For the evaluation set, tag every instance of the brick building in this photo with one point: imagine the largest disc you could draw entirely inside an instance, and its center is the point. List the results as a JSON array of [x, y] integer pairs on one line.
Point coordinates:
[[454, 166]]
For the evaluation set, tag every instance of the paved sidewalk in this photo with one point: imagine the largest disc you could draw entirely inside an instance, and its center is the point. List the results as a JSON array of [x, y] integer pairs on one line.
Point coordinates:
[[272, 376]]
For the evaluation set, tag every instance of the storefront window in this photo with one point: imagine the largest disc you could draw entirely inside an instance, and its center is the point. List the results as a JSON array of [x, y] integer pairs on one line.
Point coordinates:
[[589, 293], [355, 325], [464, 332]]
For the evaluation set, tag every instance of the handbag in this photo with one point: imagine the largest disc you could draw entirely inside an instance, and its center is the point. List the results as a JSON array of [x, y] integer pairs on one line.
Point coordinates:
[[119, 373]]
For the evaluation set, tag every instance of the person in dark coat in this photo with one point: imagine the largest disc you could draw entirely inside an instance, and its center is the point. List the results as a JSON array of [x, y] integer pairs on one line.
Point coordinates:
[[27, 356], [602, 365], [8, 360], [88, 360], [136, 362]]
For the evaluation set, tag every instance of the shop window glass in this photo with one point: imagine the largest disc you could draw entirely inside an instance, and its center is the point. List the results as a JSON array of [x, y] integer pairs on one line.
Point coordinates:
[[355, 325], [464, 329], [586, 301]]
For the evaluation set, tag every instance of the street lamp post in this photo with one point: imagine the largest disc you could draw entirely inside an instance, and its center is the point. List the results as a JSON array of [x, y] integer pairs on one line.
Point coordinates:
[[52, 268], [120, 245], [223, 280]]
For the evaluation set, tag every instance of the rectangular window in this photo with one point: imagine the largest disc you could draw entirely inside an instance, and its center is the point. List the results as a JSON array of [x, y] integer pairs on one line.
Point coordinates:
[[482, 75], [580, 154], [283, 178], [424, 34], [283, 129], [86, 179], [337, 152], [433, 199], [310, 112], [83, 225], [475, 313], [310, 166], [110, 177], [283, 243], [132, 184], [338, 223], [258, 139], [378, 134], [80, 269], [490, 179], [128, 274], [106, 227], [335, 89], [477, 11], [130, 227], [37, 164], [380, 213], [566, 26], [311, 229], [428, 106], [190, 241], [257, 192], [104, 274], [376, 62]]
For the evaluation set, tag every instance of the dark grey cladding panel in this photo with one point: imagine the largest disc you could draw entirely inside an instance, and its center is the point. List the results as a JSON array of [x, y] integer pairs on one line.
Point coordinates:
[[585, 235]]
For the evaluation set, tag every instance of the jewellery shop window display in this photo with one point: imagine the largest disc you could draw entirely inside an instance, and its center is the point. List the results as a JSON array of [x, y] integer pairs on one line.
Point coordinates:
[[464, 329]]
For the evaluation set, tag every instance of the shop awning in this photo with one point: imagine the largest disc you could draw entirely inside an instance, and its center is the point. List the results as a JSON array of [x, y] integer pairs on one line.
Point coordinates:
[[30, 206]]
== == ==
→ WRITTEN REQUEST
Rewrite all of the material above with "evaluation set" changed to "benchmark set" wherever it occurs, leaving every other word as it is.

→ TASK OUTPUT
For the benchmark set, tag every instance of the brick building in this photo with one point: imagine the largest disc you could draw entirely inside an instance, and its center is the point. List the results as a JSON array of [x, y] integer pairs on one line.
Point coordinates:
[[454, 166]]
For the benchmark set, tag every instance of the paved sidewalk in this photo with one point: imagine the largest disc you could draw entirely inside an instance, and its center is the point. List the results as a JSON array of [x, y] integer pairs on one line.
Point coordinates:
[[272, 376]]
For the benchmark set, tag every instance of the storefront window in this photo with one point: imagine the largest disc you could draw entirely inside an instance, and its center is the point. List the results as a JSON array of [x, y] integer pairs on one line.
Point coordinates:
[[589, 293], [355, 325], [464, 332]]
For the benchmark set, tag every instance of the handbag in this photo with one point: imagine the largest disc you could draw entirely inside an instance, and its center is the point. List the results as a JSON array of [x, y] integer pairs on one line.
Point coordinates:
[[119, 373]]
For the benchmark set, tag every instance of the person in dark coat in this photo with one point: imagine the largest disc you could draw entirely inside an instance, and its center is the point. List the results as a JSON array of [x, y] integer pairs on one line.
Point coordinates:
[[27, 356], [602, 365], [8, 360], [88, 360], [136, 362]]
For the benchmark set, tag every instance of the shop window glass in this photo with one point: imagine the largest disc you could draw entirely inside an instance, and its center is the point. List the results as a JSON array of [x, y] integer pairs on one line.
Point coordinates:
[[355, 325], [464, 329], [586, 301]]
For the benchmark set, tag every instance of the street lamp post in this photo with one point: imagine the largest disc you could draw entirely inside an instance, and its center is the point. List the results as a JSON array of [x, y] integer pairs on one line.
Point coordinates:
[[52, 268], [120, 245], [223, 280]]
For the benchmark set, tag every instance of the rectangular window in this photo with one point: imagine the largest disc you could draw entirely inside an instance, and its center is the point. List the results as a JSON array of [x, y] integer pairs on one line.
Point coordinates:
[[482, 75], [580, 154], [283, 178], [424, 34], [283, 129], [86, 179], [337, 152], [433, 199], [310, 112], [83, 225], [475, 313], [310, 166], [110, 177], [283, 243], [132, 184], [338, 223], [258, 139], [378, 134], [80, 269], [490, 179], [128, 274], [106, 227], [335, 89], [477, 11], [130, 227], [37, 164], [380, 213], [566, 26], [311, 229], [428, 106], [190, 241], [257, 192], [104, 274], [376, 62]]
For the benchmark set, tag every instance of the dark grey cladding panel in this photo with one point: imagine the largest disc you could draw entirely inside an instance, and its center is the point. List the results as a JSON array of [x, y] integer pairs on one line.
Point coordinates:
[[585, 235]]
For the benchmark set, tag every instance of the jewellery shop window display in this photo with one point: imagine the largest disc you could draw entirely inside an instance, and its center is the point. List the results as a JSON array of [x, y] integer pairs on one line.
Point coordinates:
[[464, 329]]
For the benchmark set, tag every instance of the shop awning in this photo with one point: imagine the largest disc you could draw entirely inside an instance, and its center is the point. List the results as a JSON array of [x, y] integer pairs on one line.
Point coordinates:
[[30, 206]]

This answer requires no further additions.